* [Exercise details]: Whenever a line of the material contains the string "dirt", it should be copied.

* [Data section]:
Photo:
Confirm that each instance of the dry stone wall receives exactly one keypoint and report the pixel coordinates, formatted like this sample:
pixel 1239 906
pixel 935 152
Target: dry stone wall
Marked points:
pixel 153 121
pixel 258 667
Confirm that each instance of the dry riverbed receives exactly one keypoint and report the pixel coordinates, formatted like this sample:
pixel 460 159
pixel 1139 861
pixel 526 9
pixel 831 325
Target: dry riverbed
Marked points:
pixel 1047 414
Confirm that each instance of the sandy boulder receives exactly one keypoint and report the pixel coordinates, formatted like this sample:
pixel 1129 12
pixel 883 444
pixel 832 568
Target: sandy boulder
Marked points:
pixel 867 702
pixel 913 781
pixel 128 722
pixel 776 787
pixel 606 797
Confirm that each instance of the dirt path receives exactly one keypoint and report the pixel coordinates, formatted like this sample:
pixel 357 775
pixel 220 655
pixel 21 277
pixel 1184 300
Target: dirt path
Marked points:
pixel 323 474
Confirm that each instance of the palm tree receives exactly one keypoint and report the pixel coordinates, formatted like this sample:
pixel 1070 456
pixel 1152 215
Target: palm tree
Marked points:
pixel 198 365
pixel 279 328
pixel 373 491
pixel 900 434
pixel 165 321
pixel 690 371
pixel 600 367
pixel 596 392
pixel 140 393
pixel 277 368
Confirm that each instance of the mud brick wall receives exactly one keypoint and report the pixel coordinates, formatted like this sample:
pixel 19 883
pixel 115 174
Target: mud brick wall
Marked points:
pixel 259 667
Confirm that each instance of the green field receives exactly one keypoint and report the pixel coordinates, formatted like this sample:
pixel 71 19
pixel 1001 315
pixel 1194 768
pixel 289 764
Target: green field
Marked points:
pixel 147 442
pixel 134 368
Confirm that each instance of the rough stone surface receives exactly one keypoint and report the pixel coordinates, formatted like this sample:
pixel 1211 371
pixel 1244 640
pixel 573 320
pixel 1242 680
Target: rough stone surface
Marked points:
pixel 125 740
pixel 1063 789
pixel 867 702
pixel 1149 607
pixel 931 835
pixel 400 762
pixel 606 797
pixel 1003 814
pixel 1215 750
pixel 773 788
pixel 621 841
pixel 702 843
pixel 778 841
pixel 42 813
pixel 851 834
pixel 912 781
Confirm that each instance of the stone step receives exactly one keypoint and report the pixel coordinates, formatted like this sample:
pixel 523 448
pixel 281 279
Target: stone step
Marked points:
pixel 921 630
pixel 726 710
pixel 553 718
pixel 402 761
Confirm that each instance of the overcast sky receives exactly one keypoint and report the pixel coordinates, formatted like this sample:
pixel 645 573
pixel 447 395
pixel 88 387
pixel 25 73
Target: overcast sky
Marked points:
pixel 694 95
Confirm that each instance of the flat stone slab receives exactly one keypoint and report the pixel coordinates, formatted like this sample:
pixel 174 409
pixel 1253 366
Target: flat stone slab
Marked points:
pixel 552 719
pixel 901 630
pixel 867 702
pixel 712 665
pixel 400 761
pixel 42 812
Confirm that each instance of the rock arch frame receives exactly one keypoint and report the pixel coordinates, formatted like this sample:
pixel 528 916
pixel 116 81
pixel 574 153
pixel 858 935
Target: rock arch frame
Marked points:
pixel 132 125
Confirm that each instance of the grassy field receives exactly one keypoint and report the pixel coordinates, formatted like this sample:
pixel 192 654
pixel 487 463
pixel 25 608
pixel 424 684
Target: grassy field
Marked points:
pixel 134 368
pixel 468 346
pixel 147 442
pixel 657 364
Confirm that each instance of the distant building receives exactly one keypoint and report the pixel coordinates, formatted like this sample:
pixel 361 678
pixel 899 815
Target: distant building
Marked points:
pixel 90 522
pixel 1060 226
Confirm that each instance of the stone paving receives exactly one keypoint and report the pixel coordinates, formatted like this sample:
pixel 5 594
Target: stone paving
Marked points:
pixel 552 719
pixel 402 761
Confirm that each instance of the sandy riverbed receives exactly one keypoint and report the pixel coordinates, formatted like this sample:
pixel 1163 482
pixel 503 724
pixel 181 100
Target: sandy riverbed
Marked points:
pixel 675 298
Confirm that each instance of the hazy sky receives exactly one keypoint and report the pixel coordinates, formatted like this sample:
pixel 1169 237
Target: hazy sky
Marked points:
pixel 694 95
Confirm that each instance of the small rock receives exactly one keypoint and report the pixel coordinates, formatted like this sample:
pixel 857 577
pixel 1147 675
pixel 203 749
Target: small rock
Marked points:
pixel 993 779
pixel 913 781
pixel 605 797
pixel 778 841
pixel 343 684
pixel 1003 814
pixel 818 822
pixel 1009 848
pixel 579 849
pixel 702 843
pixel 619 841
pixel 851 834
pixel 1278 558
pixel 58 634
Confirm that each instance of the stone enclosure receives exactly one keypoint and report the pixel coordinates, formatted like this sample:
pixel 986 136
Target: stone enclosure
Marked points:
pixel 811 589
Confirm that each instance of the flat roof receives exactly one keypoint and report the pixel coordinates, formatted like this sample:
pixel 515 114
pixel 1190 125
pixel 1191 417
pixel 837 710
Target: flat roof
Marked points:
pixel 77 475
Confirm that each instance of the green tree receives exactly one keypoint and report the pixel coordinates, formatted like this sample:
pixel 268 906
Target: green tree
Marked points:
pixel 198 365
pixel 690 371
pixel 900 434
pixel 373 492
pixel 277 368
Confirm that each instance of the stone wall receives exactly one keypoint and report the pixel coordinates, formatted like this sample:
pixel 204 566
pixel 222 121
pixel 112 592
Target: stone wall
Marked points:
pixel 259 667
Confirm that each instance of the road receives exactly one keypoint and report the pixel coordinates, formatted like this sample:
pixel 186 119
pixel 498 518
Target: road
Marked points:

* [Written response]:
Confirm that each instance of the dirt path receives exactly one keypoint and report the pixel coordinates, formatted like this sample:
Target: dirt path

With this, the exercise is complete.